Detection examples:
□ □ □ □ □
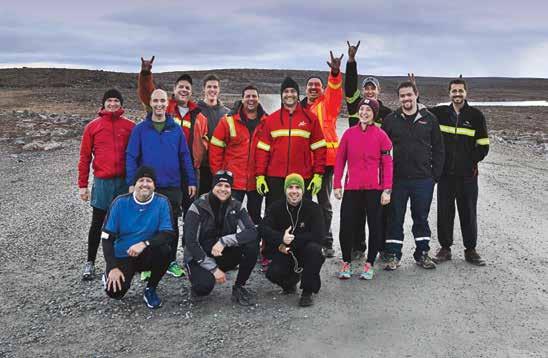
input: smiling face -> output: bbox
[449,84,467,105]
[398,87,417,111]
[285,184,303,206]
[306,78,323,102]
[173,80,192,106]
[103,98,122,112]
[242,89,259,112]
[362,83,379,99]
[358,104,375,124]
[134,177,155,202]
[204,80,221,102]
[282,87,299,108]
[150,89,167,119]
[211,182,232,202]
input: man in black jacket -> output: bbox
[344,41,392,260]
[184,170,259,306]
[430,78,489,266]
[382,82,444,270]
[261,173,325,307]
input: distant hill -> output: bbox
[0,68,548,101]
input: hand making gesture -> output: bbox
[327,51,344,76]
[141,56,154,72]
[346,41,361,62]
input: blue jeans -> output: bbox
[385,178,434,259]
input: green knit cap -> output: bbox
[284,173,304,191]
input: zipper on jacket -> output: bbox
[285,112,293,176]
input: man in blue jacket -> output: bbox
[126,89,196,279]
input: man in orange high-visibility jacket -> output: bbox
[209,85,267,225]
[301,51,344,258]
[255,77,326,208]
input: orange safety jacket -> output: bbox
[255,103,326,179]
[137,71,209,168]
[301,72,343,166]
[209,105,266,191]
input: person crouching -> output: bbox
[184,170,259,306]
[261,173,325,307]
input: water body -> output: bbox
[437,101,548,107]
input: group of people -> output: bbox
[78,42,489,308]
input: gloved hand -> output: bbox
[257,175,269,196]
[306,174,322,195]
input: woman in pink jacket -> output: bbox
[333,98,392,280]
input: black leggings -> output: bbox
[105,245,171,300]
[88,208,107,262]
[339,190,383,264]
[186,241,259,296]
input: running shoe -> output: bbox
[337,261,352,280]
[143,287,162,309]
[82,261,95,281]
[360,262,375,280]
[415,251,436,270]
[141,271,151,281]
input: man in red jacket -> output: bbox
[78,89,135,280]
[301,51,343,258]
[255,77,326,207]
[209,85,267,224]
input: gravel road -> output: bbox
[0,144,548,357]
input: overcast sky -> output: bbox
[0,0,548,78]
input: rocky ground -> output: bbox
[0,71,548,357]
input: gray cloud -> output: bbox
[0,0,548,77]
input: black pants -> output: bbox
[198,166,213,196]
[266,177,312,208]
[438,176,478,249]
[156,187,183,262]
[186,241,259,296]
[232,190,263,225]
[318,166,333,248]
[88,208,107,262]
[266,242,325,293]
[105,245,171,300]
[339,190,382,264]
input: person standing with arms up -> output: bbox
[301,51,343,258]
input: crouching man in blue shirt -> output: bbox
[101,166,175,308]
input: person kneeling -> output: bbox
[261,173,325,307]
[184,170,259,306]
[101,166,175,308]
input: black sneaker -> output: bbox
[82,261,95,281]
[299,291,314,307]
[282,284,297,295]
[232,286,257,306]
[464,249,486,266]
[323,247,335,259]
[415,251,436,270]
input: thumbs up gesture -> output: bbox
[283,226,295,245]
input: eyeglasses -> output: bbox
[215,169,234,177]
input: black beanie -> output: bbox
[175,73,192,85]
[213,170,234,186]
[133,165,156,185]
[280,77,299,95]
[101,88,124,106]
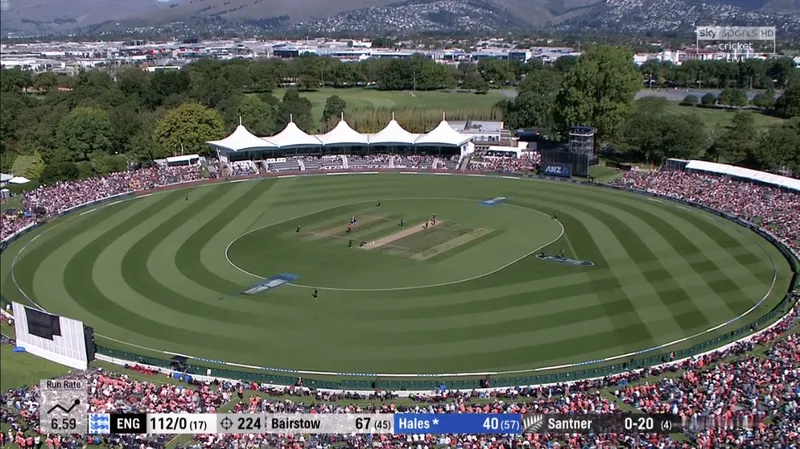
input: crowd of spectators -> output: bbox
[0,159,800,449]
[0,290,800,449]
[615,170,800,251]
[0,166,200,240]
[469,152,541,173]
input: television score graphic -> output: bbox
[97,413,680,435]
[39,379,89,434]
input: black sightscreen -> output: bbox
[25,307,61,340]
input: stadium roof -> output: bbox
[686,161,800,192]
[264,117,322,148]
[208,122,278,151]
[369,114,417,145]
[317,114,369,145]
[414,118,472,146]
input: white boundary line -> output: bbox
[225,197,564,292]
[1,173,791,378]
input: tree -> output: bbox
[322,95,347,123]
[503,70,561,129]
[92,153,128,175]
[108,102,142,153]
[753,88,775,110]
[615,97,707,164]
[55,107,111,162]
[775,81,800,118]
[753,119,800,173]
[275,89,314,132]
[553,56,578,73]
[719,87,747,108]
[711,112,759,165]
[128,114,170,162]
[239,95,275,136]
[681,95,700,106]
[700,93,717,108]
[556,47,642,141]
[250,60,282,92]
[153,103,225,154]
[11,151,45,180]
[767,57,797,88]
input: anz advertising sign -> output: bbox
[542,164,572,178]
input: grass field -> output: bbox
[667,101,784,129]
[0,175,789,373]
[273,88,506,120]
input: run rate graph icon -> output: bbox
[39,379,89,434]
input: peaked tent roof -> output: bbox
[317,115,368,145]
[369,118,417,145]
[264,119,322,148]
[206,124,278,151]
[414,119,471,146]
[686,161,800,192]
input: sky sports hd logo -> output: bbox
[695,26,777,55]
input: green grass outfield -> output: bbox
[667,101,785,130]
[0,174,790,374]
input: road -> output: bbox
[500,89,780,101]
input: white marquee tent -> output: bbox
[317,114,369,145]
[208,114,473,153]
[414,118,472,147]
[208,121,278,151]
[369,114,419,145]
[686,161,800,191]
[263,118,322,148]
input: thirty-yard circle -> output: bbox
[0,175,790,373]
[226,197,563,291]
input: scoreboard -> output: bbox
[39,378,680,435]
[83,413,678,435]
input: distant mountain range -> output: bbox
[0,0,800,35]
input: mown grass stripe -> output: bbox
[120,184,290,327]
[552,211,655,346]
[174,182,275,295]
[12,201,139,310]
[660,201,772,278]
[568,200,710,332]
[598,194,755,319]
[63,191,266,350]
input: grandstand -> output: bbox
[0,155,800,449]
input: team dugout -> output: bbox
[208,115,474,162]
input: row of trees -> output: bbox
[611,97,800,173]
[0,47,800,182]
[0,54,795,96]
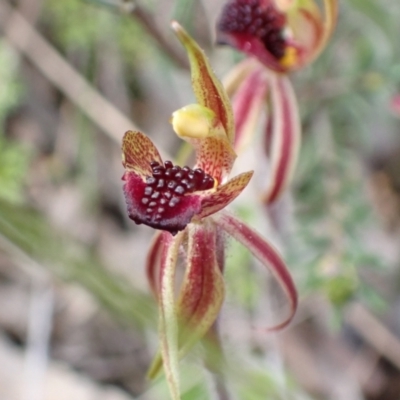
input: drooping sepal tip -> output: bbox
[171,21,235,144]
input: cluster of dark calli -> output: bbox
[142,161,214,222]
[218,0,285,60]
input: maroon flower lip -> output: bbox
[125,161,214,234]
[217,0,286,60]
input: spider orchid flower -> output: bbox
[217,0,337,72]
[217,0,337,204]
[122,22,297,400]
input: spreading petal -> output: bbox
[159,232,184,400]
[122,131,162,178]
[263,73,301,204]
[232,68,268,154]
[193,171,253,221]
[171,104,236,184]
[213,211,298,331]
[178,220,224,357]
[172,22,235,144]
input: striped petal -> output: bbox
[213,211,298,331]
[122,131,162,179]
[263,73,301,204]
[232,68,268,154]
[172,21,235,143]
[177,220,224,357]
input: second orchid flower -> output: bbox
[122,23,297,400]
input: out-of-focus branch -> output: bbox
[0,1,136,144]
[129,3,189,69]
[84,0,189,69]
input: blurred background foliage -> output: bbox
[0,0,400,400]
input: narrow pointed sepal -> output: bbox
[159,232,184,400]
[213,211,298,331]
[263,73,301,204]
[146,231,164,300]
[171,104,236,184]
[171,21,235,144]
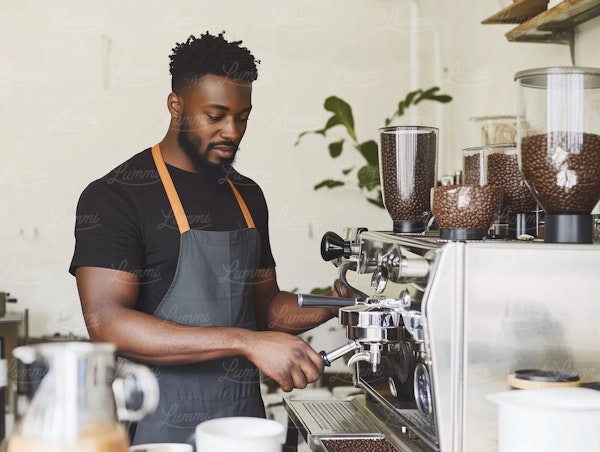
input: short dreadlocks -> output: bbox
[169,31,260,93]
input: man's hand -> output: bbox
[245,331,324,392]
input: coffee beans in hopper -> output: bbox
[380,133,437,223]
[432,185,501,230]
[487,152,537,213]
[463,154,483,185]
[521,131,600,214]
[323,439,398,452]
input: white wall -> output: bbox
[0,0,600,340]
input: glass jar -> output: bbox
[515,67,600,243]
[379,126,438,233]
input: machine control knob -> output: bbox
[398,289,412,308]
[371,265,389,293]
[321,231,352,261]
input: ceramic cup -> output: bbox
[196,416,286,452]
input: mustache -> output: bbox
[206,140,238,152]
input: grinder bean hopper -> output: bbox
[515,67,600,243]
[379,126,438,233]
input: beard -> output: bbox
[177,128,238,178]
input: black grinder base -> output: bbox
[394,220,427,234]
[544,214,594,243]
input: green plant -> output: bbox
[295,86,452,207]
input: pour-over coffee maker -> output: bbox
[515,67,600,243]
[379,126,438,233]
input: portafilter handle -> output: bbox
[298,294,357,308]
[321,231,352,261]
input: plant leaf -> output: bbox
[324,96,356,141]
[357,140,379,165]
[404,89,423,107]
[329,139,344,158]
[313,179,346,190]
[431,94,452,104]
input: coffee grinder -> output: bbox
[379,126,438,233]
[515,67,600,243]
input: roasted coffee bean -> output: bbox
[323,439,398,452]
[432,185,501,230]
[463,154,484,185]
[379,132,437,222]
[521,131,600,214]
[487,152,537,213]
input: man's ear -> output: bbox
[167,93,183,118]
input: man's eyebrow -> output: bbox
[207,104,252,113]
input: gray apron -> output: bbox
[132,145,265,444]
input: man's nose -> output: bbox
[221,118,244,143]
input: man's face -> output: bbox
[177,74,252,173]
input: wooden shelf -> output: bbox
[481,0,548,25]
[506,0,600,43]
[482,0,600,44]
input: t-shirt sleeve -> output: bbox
[252,185,275,268]
[69,180,144,274]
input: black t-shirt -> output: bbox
[69,149,275,313]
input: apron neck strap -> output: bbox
[152,144,255,234]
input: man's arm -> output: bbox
[76,267,323,391]
[254,267,338,334]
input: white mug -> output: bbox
[196,416,286,452]
[129,443,193,452]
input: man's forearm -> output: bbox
[260,291,337,334]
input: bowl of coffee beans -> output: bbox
[431,184,502,240]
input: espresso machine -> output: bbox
[284,79,600,452]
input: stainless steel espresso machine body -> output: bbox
[286,228,600,452]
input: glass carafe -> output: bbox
[8,342,159,452]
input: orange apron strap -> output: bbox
[227,178,255,229]
[152,144,190,234]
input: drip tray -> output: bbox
[284,399,383,436]
[284,398,385,451]
[283,395,431,452]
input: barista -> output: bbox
[70,32,346,444]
□ □ □ □ □
The request:
Starting with the line containing "input: blue jeans -> output: bbox" and going on through the line containing "[101,88,124,106]", write those lines out again with "gravel road" changed to "dirt road" and everything else left as it is.

The output:
input: blue jeans -> output: bbox
[385,178,434,259]
input: green knit cap -> output: bbox
[284,173,304,191]
input: zipper on jacket -> output: bbox
[285,112,293,176]
input: man in blue jacket -> output: bbox
[126,89,196,279]
input: man in orange high-visibility jacket -> output: bbox
[209,85,267,225]
[301,51,344,258]
[255,77,326,208]
input: orange safety jacket -> output: bbox
[255,103,326,179]
[137,71,209,168]
[301,72,343,166]
[209,105,266,191]
input: person crouching -> output: bbox
[184,170,259,306]
[261,173,325,307]
input: water body -> output: bbox
[437,101,548,107]
input: group of people -> output: bbox
[78,42,489,308]
input: gloved hand -> output: bbox
[257,175,269,196]
[306,174,322,195]
input: woman in pink jacket -> output: bbox
[333,98,392,280]
input: black leggings -> output: bbox
[105,245,171,300]
[88,208,107,262]
[339,190,383,264]
[186,241,259,296]
input: running shoe -> output: bbox
[337,261,352,280]
[143,287,162,309]
[82,261,95,281]
[360,262,375,280]
[415,251,436,270]
[141,271,151,281]
input: man in red jacket -> output: bbox
[78,89,135,280]
[301,51,343,258]
[255,77,326,207]
[209,85,267,224]
input: dirt road -> output: bbox
[0,144,548,357]
input: overcast sky -> output: bbox
[0,0,548,78]
input: rocky ground -> output: bbox
[0,71,548,357]
input: gray cloud -> output: bbox
[0,0,548,77]
input: black pants -> output: bbox
[198,166,213,196]
[266,177,312,208]
[438,176,478,249]
[156,187,183,262]
[186,241,259,296]
[232,190,263,225]
[318,166,333,248]
[88,208,107,262]
[266,242,325,293]
[105,245,171,300]
[339,190,382,264]
input: person standing with arms up -> output: bbox
[301,51,343,258]
input: crouching man in blue shirt -> output: bbox
[101,166,175,308]
input: person kneeling -> output: bbox
[261,173,325,307]
[184,170,259,306]
[101,166,175,308]
input: black sneaker -> output: bbox
[82,261,95,281]
[299,291,314,307]
[282,284,297,295]
[232,286,257,306]
[464,249,486,266]
[323,247,335,259]
[415,251,436,270]
input: thumbs up gesture -> output: bbox
[283,226,295,245]
input: eyeglasses -> output: bbox
[215,169,234,177]
input: black beanie -> output: bbox
[175,73,192,85]
[213,170,234,186]
[133,165,156,185]
[280,77,299,95]
[101,88,124,106]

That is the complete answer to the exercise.